Write out exactly the lines from the first line of the records below through the line that contains "sample | [974, 39]", and stop there.

*** DATA UNDER STUDY ***

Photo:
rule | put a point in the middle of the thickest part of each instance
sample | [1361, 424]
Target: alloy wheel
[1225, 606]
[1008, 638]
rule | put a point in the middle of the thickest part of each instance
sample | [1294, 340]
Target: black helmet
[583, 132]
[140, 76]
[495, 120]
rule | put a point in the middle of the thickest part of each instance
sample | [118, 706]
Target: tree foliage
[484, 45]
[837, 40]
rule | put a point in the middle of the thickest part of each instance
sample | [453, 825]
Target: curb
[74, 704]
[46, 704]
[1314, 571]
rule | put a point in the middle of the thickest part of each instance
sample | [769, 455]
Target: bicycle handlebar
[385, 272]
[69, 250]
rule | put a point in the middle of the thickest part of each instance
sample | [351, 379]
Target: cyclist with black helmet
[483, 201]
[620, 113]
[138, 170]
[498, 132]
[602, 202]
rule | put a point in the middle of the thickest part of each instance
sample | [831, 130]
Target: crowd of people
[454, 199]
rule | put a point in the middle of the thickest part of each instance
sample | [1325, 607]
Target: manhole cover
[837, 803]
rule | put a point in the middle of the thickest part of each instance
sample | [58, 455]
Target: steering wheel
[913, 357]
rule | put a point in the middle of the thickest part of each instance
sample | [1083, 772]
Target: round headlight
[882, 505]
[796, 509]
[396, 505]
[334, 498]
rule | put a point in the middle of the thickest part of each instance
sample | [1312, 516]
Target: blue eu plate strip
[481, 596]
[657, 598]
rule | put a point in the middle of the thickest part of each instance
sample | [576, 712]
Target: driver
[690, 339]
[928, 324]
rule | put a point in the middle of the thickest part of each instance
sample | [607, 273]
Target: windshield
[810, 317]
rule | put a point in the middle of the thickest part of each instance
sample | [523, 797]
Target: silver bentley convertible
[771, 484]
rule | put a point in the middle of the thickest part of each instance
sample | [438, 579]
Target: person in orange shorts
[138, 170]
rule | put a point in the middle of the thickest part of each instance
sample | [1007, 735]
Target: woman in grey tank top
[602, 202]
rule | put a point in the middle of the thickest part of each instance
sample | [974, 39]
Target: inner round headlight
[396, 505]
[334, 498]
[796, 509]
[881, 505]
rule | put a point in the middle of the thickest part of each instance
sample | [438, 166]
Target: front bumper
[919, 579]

*** End of DATA UNDER STUDY ***

§ WRITTEN RESPONSE
Photo:
rule | put a point in the middle of the thickest part of each instance
sample | [1361, 424]
Target: alloy wheel
[1225, 606]
[1008, 638]
rule | put a point in the middle of the thickest part of each instance
sample | [1294, 340]
Target: black helmet
[583, 132]
[140, 76]
[495, 120]
rule | put a point in the middle of the thickest part of each instance
sample | [118, 706]
Target: tree foliage
[484, 45]
[837, 40]
rule | put a point in the middle of the thickest part of each instance
sample | [453, 825]
Target: curb
[74, 704]
[46, 704]
[1314, 571]
rule | put a point in the middle of the thickest part of each instance
sample | [769, 455]
Target: bicycle handlebar
[385, 272]
[69, 250]
rule | put a point in the middle of the thickest part of each instance
sample | [351, 379]
Target: cyclist with black helmet
[483, 201]
[620, 113]
[138, 170]
[498, 132]
[602, 202]
rule | put a point in the middle of the thickest part of each instance
sample | [831, 130]
Target: crowd of people
[454, 199]
rule | put a point in the middle of the thickest part of each instance
sample | [1325, 607]
Target: manhole cover
[837, 803]
rule | put a point in the middle of the thickest part of each instance
sample | [58, 455]
Target: steering wheel
[913, 357]
rule | put a point in the middle of the thickest part of each instance
sample | [1083, 772]
Target: round headlight
[882, 505]
[796, 509]
[396, 505]
[334, 498]
rule | put a point in the middle of the thickest part of each instance
sample | [1312, 516]
Target: blue eu plate strip
[481, 596]
[657, 598]
rule | put a point in the middle of the thickest part of each instance
sample | [576, 712]
Target: driver
[690, 339]
[928, 324]
rule | put a point in the middle of the thickest part of each instance
sample | [607, 273]
Target: windshield
[810, 317]
rule | put a point in the middle of the thickest part of each instance
sample | [523, 797]
Target: silver bentley convertible
[771, 484]
rule | put a point in the middle of the thickest part of each instance
sample | [438, 579]
Target: person in orange shorts
[138, 170]
rule | put a point in the middle of the thickest part of each instance
sample | [1007, 735]
Target: woman in grey tank top
[602, 202]
rule | put a point in the middle of the thickest part of each instance
sample | [974, 39]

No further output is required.